#### Exercise prompt:
Extract the rows below from the line containing "If you could locate the knobby" through the final row, inclusive, and reproduce them verbatim.

[Entries from a dataset]
------------------------------------------------------------

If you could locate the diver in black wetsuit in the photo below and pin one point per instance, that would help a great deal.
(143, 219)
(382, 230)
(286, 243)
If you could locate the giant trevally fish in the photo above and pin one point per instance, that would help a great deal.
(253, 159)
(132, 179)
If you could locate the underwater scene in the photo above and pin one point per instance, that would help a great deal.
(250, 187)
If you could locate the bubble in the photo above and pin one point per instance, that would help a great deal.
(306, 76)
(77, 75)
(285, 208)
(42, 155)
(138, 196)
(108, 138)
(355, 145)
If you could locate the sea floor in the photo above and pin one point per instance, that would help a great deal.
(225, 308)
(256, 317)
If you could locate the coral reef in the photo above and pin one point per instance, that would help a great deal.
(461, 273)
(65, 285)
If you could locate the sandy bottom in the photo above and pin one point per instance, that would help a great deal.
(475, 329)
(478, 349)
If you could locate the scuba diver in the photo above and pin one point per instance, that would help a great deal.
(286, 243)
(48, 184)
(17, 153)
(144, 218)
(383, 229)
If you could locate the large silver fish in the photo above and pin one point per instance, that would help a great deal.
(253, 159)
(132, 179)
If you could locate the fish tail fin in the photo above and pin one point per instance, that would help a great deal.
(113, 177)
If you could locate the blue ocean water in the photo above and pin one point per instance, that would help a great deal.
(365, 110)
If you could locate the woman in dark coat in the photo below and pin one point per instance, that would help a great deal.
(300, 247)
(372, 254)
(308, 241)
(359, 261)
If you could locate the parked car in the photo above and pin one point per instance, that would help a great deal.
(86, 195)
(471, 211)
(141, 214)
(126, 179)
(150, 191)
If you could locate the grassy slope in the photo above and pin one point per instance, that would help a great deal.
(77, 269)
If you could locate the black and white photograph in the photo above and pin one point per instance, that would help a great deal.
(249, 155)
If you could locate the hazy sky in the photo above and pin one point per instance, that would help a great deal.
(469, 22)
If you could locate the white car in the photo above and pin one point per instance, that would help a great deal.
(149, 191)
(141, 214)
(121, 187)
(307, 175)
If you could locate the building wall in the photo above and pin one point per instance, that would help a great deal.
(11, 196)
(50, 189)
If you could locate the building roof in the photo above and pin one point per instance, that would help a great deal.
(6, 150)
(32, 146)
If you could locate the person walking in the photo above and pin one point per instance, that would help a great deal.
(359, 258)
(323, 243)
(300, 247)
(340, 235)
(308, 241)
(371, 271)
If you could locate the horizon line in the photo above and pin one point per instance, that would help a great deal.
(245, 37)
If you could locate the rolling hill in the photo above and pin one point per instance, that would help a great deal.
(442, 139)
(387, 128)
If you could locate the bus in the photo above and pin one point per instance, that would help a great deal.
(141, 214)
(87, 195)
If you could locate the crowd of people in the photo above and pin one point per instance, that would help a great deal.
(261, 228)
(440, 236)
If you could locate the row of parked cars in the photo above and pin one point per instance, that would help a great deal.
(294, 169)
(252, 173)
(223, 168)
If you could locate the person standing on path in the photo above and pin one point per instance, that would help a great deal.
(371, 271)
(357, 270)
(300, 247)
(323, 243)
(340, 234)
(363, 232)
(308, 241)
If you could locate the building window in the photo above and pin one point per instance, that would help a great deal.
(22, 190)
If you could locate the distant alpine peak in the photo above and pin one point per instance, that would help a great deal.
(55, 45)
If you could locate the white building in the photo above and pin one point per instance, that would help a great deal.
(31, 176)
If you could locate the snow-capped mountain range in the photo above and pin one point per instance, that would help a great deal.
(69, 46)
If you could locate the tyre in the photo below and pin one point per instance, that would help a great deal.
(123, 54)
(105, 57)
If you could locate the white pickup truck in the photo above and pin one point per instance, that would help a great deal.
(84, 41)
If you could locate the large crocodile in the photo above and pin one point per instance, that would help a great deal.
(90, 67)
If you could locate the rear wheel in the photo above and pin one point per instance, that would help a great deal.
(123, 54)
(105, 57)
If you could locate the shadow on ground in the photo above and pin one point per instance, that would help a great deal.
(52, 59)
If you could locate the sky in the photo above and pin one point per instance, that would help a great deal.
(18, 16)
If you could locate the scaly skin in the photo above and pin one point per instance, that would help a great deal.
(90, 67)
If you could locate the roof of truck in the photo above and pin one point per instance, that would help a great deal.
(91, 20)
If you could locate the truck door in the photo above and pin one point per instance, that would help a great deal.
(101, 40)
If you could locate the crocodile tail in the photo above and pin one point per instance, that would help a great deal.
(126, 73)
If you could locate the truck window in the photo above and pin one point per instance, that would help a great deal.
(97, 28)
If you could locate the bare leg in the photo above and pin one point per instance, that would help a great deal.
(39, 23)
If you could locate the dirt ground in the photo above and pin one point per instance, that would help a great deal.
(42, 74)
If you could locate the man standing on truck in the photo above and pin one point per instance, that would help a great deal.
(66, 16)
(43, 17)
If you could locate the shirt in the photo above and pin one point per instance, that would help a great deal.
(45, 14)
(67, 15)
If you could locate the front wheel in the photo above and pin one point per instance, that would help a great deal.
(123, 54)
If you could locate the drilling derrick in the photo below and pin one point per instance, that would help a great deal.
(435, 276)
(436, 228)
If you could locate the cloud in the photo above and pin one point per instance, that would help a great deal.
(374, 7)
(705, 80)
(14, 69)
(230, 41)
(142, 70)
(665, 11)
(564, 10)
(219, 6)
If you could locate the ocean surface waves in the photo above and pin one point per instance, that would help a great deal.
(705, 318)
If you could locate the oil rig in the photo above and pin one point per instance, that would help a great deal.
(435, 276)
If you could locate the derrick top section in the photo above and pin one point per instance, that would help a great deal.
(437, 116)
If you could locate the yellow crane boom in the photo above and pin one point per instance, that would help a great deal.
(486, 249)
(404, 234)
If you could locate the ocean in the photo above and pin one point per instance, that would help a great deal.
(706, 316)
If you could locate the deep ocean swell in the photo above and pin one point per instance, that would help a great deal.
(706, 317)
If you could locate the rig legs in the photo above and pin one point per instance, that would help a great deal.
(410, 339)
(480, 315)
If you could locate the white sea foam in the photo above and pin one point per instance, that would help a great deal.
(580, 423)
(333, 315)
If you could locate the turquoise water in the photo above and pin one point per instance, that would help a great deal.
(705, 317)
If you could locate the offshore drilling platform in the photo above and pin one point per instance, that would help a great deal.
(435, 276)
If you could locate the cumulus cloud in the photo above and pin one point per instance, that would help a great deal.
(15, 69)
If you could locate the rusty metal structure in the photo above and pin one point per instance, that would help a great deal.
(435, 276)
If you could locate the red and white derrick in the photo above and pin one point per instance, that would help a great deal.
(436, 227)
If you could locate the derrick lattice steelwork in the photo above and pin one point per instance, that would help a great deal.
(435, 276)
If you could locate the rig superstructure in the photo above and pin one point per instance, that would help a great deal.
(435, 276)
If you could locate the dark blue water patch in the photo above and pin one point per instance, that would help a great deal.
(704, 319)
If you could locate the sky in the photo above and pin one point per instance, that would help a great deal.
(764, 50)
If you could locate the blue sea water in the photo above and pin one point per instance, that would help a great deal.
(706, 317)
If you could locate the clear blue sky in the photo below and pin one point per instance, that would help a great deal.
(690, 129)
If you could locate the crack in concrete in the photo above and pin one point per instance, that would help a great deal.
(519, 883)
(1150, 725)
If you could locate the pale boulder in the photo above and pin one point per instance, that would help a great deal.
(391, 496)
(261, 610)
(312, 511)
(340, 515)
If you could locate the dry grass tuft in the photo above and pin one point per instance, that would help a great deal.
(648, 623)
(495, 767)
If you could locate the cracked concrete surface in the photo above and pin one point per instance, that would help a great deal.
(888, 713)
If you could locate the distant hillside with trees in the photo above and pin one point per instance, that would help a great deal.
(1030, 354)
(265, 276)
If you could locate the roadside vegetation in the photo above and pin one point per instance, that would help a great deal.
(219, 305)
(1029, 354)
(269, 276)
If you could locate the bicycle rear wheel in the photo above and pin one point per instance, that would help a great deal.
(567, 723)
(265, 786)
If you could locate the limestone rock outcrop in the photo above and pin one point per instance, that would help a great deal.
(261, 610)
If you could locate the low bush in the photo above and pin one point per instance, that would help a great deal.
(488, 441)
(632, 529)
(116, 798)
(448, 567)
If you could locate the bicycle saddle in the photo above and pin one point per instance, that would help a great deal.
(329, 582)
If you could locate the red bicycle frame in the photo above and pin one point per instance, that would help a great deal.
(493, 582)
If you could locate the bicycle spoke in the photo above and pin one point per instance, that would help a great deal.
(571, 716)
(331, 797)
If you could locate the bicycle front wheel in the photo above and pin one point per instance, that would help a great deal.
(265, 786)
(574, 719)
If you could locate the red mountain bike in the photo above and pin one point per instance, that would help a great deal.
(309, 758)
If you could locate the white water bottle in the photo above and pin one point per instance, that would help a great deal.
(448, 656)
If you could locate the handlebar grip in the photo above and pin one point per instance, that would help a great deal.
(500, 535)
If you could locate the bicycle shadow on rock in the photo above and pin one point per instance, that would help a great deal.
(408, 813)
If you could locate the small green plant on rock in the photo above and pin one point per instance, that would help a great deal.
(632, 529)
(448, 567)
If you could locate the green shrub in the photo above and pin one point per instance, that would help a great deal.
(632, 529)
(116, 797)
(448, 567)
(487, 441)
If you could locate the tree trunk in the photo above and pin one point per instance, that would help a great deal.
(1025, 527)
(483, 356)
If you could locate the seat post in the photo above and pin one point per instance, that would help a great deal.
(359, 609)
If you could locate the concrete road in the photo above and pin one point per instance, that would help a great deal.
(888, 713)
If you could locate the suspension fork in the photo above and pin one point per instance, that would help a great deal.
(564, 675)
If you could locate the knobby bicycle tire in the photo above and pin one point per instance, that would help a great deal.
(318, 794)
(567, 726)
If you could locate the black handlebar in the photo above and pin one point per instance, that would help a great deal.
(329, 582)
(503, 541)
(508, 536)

------------------------------------------------------------

#### Answer:
If you could locate the knobby bicycle tire in the photo above and pin one point per instance, that would help a great deal.
(318, 794)
(567, 726)
If you could locate the black handlebar in the photo above and pin one point per instance, that would help a great deal.
(329, 582)
(503, 541)
(508, 536)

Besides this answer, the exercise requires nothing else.